# [EXERCISE REQUIREMENTS]
Transcribe the lines below verbatim, skipping the images.

# [Named object pointing entries]
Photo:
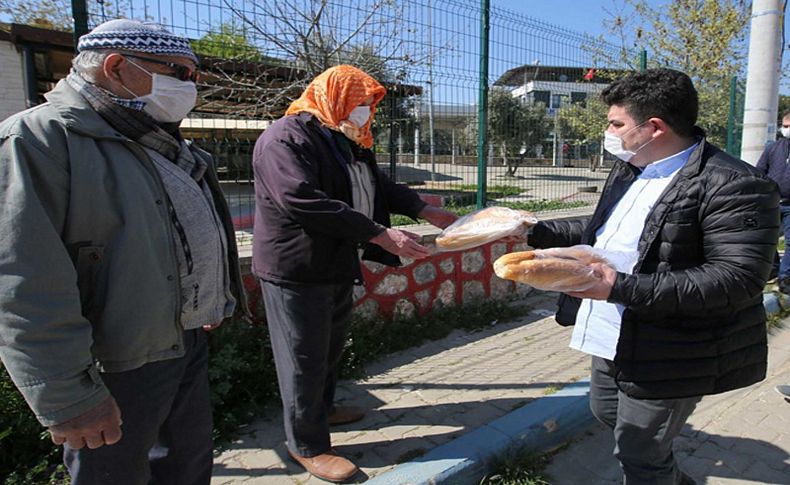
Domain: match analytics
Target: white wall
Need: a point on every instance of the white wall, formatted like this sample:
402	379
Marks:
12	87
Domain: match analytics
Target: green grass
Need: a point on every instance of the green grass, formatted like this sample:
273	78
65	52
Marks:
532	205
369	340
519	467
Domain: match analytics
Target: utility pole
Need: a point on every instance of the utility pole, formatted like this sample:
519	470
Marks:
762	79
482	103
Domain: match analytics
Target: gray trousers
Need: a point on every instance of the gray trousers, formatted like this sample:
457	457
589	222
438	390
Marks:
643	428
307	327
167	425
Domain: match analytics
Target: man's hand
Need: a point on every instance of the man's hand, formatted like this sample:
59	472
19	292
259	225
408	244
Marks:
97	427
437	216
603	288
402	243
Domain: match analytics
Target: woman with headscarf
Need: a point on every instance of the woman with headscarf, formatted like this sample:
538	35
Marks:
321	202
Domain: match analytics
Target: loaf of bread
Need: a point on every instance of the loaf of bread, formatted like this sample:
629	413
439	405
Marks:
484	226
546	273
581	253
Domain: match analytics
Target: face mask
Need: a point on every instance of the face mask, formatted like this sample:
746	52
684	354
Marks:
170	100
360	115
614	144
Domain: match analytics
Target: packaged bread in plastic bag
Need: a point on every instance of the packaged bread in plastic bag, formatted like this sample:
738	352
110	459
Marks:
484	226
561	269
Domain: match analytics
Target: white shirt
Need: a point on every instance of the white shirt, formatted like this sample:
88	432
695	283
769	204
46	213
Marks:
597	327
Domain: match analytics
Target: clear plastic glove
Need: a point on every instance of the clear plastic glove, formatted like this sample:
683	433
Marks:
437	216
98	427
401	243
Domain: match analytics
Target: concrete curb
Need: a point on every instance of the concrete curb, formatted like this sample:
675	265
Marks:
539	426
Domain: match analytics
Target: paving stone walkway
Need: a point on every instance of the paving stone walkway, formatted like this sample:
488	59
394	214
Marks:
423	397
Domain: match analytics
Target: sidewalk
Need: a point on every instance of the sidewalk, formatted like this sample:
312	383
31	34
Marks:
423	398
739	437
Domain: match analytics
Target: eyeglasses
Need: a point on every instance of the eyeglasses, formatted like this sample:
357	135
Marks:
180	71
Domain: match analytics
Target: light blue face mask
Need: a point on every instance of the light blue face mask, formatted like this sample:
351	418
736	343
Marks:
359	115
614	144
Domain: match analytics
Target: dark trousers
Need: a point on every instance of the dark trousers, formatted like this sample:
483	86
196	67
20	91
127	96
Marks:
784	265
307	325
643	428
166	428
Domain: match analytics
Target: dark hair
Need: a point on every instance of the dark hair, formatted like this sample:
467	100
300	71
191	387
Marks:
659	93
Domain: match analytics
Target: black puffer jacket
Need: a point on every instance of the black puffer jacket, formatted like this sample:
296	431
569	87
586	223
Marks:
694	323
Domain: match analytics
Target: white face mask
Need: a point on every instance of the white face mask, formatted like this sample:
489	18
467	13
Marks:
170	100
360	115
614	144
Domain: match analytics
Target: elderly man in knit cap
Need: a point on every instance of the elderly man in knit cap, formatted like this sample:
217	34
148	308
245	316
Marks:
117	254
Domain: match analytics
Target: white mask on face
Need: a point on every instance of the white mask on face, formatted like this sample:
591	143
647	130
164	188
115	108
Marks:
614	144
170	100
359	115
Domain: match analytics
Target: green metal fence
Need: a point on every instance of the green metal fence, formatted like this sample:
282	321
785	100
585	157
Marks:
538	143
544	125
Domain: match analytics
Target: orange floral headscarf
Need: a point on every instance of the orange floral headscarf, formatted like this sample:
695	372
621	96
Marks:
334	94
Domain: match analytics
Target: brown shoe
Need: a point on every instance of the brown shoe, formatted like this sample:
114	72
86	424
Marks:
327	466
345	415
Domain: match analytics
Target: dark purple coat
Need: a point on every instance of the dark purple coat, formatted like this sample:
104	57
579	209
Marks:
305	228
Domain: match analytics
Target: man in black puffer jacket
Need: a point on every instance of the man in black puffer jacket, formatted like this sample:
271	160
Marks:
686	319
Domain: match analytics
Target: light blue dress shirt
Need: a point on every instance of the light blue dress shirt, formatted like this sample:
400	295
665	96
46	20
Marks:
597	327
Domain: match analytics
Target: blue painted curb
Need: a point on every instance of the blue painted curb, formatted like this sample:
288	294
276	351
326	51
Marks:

# [RESULT]
Photo:
Domain: match analytics
Target: white wall
Need: a point on every instance of the white wall, formatted like this sample:
402	379
Marks:
12	87
Domain: match analytics
Target: green grass
Need: a point on every instance of the green grass, formatted like this sample:
273	78
65	52
Marks:
532	205
369	340
519	467
Domain: match analytics
Target: utility pole
Need: a point on every instance of the utility pole, formatted like this sample:
519	470
Marks:
762	79
482	103
Domain: match analytics
Target: gray trousers
Need: a point on every instance of the gray trousers, formatted like this sample:
457	457
589	222
438	390
Marks:
643	428
307	327
167	425
Domain: match analytics
Target: man's hand
Need: a point on every instance of the man's hand, formatted like this sample:
59	472
19	292
259	225
408	244
Marks:
97	427
437	216
603	288
402	243
Domain: match analytics
Target: woman with headscarf
Need: a point on every instance of the woman with headscarf, formatted like this sample:
538	35
Marks:
321	202
Domain: match analytics
Target: loaf of bread
Need: a point on every instance of the loaf of bread, formatted like this sample:
629	413
439	405
Marks:
484	226
546	273
581	253
Domain: match analytics
Target: face mask
Need: a point on every instance of the face mask, formatted like this sample:
746	52
684	354
Marks:
170	100
360	115
614	144
Domain: match analytics
Target: packaged bread in plastic bag
Need: a point on every instance of the packaged bread in plastic bag, formatted like this sample:
738	352
110	459
Marks:
484	226
561	269
Domain: match analytics
Target: white shirt
Need: a point on every instance of the white shirt, formatted like this sample:
88	432
695	283
769	204
46	213
Marks:
597	327
Domain: match analytics
Target: clear plastic glove
Need: a point on every instance of the clear plastic glove, formatted like this sample:
683	433
Marks:
437	216
98	427
401	243
Domain: match analytics
Target: concrete curb
Need: a point on every instance of the concrete curb, formatted like this sample:
675	265
Marks:
539	426
Domain: match analytics
Target: paving stone walkway
Need: a point on every instance of the paving stone walkway, formatted like this sample:
488	59
394	214
Marks:
423	397
Domain: match analytics
Target: sidewalk
Need: a point on every instance of the sidewalk, formatted like this sample:
312	383
31	34
Marks:
423	398
739	437
Domain: match analytics
Target: eyeglasses
Need: a point on every instance of the eyeglasses, formatted like this sample:
357	135
Marks:
180	71
Domain: match analytics
Target: light blue face mask
Need: a point on every instance of the light blue face mask, formatted like this sample:
351	418
736	343
Marks:
359	115
614	144
Domain: match analytics
Target: dark trousers
Need: a point on every instance of the dark trousers, formatted like this sample:
483	86
196	67
20	91
127	96
Marks:
784	265
307	325
643	428
166	428
Domain: match analytics
Target: dark hair
Need: a point on every instance of the dark hair, formatted like this sample:
467	100
300	71
191	387
Marks:
659	93
Domain: match analytics
Target: black puffer jacket
Need: a point on every instance of the black puffer jacket, formatted like this sample:
296	431
569	87
586	223
Marks:
694	323
Domain: match analytics
Target: white face mask
Need: a point on every instance of the white face mask, formatted like this sample:
489	18
467	13
Marks:
170	100
360	115
614	144
Domain: match analytics
Target: elderly man in knit cap
Need: a point on every instance of the elderly man in knit cap, formatted like this sample:
217	34
148	308
245	316
Marks:
117	254
Domain: match analytics
Target: white mask on face
Need: a point on every instance of the white mask on face, formatted like this sample:
591	143
647	130
164	188
115	108
Marks:
614	144
170	100
359	115
Domain: match analytics
Target: green metal fence
Need: a point on every instance of the green metal fence, formatted like this sample:
282	321
785	100
585	157
Marks:
538	143
544	125
Domain: match analytics
Target: orange floral headscarf
Need: a point on every instance of the orange floral headscarf, formatted like this sample:
695	372
621	96
Marks:
334	94
Domain: match analytics
Target: brown shoe
Need: a point on every instance of the brown shoe, formatted like this sample:
114	72
86	424
Marks:
327	466
345	415
Domain: match analytics
Target: dark purple coat
Need: a point on every instance of the dark purple coat, formatted like this sample:
104	57
579	209
Marks:
305	228
Domain: match analytics
Target: man in black puffer jacket
Need: a point on every instance of the man in black puffer jacket, formatted like this sample:
271	160
Marks:
686	319
Domain: match analytics
Target: light blue dress shirt
Need: a point on every instance of the light blue dress shirt, formatted like this sample:
400	295
665	96
46	20
Marks:
597	327
Domain: match analytics
Target: blue painted curb
Need: a point on every instance of the blue painted curb, formatted like this sample:
288	294
276	351
326	51
Marks:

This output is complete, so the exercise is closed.